TASK DETAILS:
Please set down each entry exactly, omitting any picture it holds.

RECORDS FOR THE EXERCISE:
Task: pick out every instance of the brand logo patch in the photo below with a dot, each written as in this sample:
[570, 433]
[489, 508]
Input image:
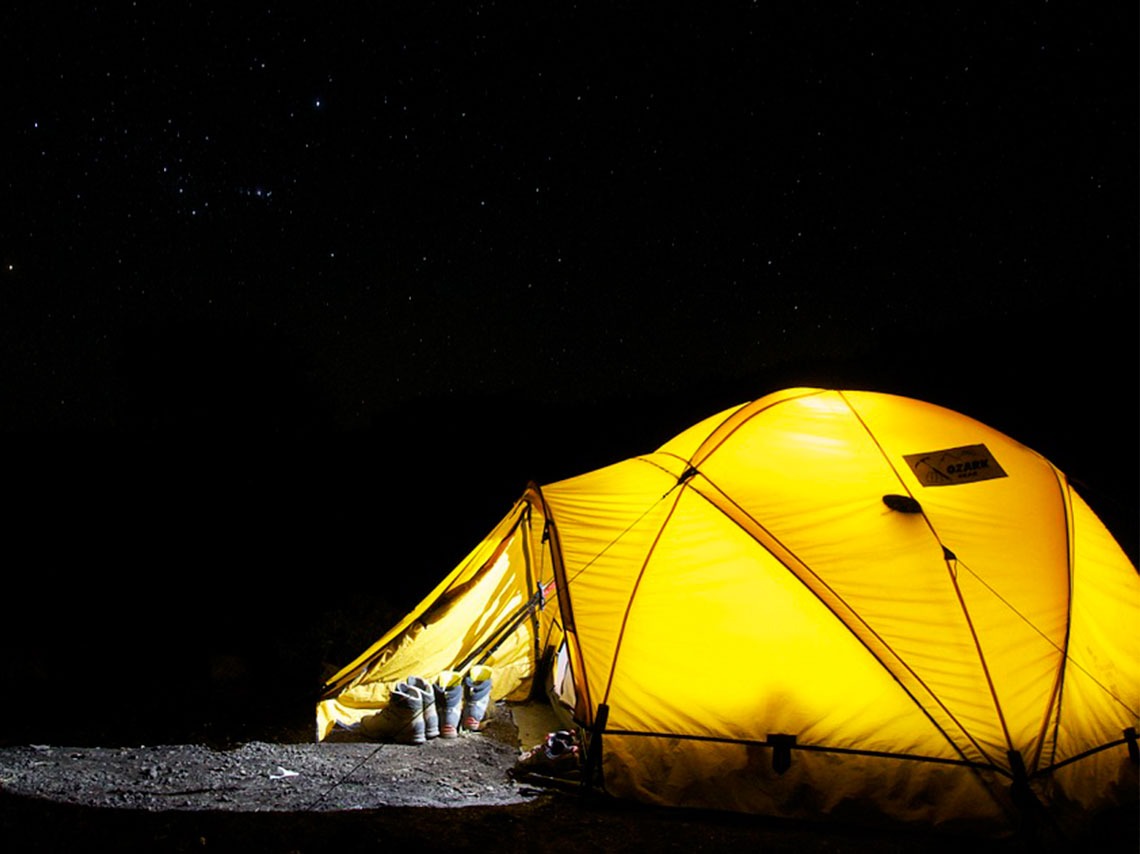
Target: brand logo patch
[951, 466]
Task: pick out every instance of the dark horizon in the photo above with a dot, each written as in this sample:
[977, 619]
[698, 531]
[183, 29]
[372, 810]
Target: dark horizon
[293, 305]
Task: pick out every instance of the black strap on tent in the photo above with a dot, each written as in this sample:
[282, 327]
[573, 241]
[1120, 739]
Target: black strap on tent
[1130, 737]
[594, 748]
[781, 745]
[487, 648]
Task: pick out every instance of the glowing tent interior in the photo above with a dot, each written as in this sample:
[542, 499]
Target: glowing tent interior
[814, 602]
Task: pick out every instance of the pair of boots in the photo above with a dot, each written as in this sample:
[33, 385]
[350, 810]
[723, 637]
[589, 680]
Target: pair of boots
[418, 710]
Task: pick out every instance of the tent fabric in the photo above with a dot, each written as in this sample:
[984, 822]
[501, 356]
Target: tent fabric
[912, 609]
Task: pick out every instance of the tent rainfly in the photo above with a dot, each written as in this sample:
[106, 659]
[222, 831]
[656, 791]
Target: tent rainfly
[814, 603]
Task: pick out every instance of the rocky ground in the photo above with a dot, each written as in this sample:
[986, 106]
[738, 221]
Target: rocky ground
[295, 796]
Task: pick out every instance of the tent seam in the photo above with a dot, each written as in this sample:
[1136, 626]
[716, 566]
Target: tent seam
[849, 628]
[953, 576]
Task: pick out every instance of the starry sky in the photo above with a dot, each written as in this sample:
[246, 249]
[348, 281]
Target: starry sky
[390, 246]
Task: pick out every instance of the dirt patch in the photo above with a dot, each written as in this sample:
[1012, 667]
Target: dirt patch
[298, 797]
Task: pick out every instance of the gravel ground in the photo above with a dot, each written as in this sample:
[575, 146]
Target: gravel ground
[265, 796]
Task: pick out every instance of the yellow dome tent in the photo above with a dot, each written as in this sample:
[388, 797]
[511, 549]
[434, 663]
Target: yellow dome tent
[813, 603]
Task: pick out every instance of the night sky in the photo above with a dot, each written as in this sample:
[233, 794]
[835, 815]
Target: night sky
[293, 305]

EXERCISE SOLUTION:
Task: pick out every instance of the brand logo patch in the photo below with a dot, each written as in this sample:
[570, 433]
[489, 508]
Input image:
Target: brand logo patch
[951, 466]
Task: pick out every instance of the dark horizon in the photo above with a dot, each written as in this sample:
[977, 619]
[698, 531]
[183, 29]
[372, 810]
Target: dark horizon
[293, 305]
Task: pick out every instance of the black strap on tent in the photo above with a dot, each written as in this sample:
[282, 327]
[573, 241]
[1120, 739]
Target: black strap on tent
[1130, 737]
[594, 748]
[781, 745]
[487, 648]
Task: pick out every instance of the glowing tent interior in the photo above with a dot, each written as in this sample:
[542, 499]
Target: glowing tent interior
[814, 602]
Task: pick out every instance of the pair of boots in the photo above with a dot, each written as in this sample:
[33, 385]
[350, 810]
[723, 637]
[589, 680]
Target: pair of boots
[418, 710]
Task: pick out every instance of the tent fabric in the photo above with a dot, each written as in this sample:
[984, 822]
[501, 356]
Target: tent fabric
[912, 609]
Task: pick out every instance of the tent rainfly in the photo above with a dot, each written as in this sample:
[106, 659]
[222, 831]
[656, 791]
Target: tent rainfly
[814, 603]
Task: pick out every instance of the rocky ground in the photo above with a dot, each written as in this sample:
[986, 106]
[738, 221]
Target: rocky ground
[295, 796]
Task: pick out every instance of the tent seam in the photo above with a dot, each written as in this sample:
[1136, 626]
[716, 566]
Target: tent seam
[849, 628]
[953, 576]
Task: pick out every instance of the starry sky in the photo above with a dot, each written as in this sample:
[246, 249]
[348, 281]
Target: starry sky
[390, 246]
Task: pick out every instance of the dirt patch in the photo above with a dot, each written as in this sample:
[1012, 667]
Target: dirt patch
[298, 797]
Task: pick out every instance of the gravel ground in the photo above with a dot, each written as in this sample:
[575, 146]
Target: gravel ground
[265, 796]
Task: pick out every instance of the yellow dome tent in the photo above with a dot, each written as in this sample:
[388, 797]
[511, 549]
[434, 663]
Target: yellow dome tent
[813, 603]
Task: pick out every instance of the night sky in the photo above with a dot, each written as in this sample:
[233, 794]
[835, 815]
Target: night sky
[293, 305]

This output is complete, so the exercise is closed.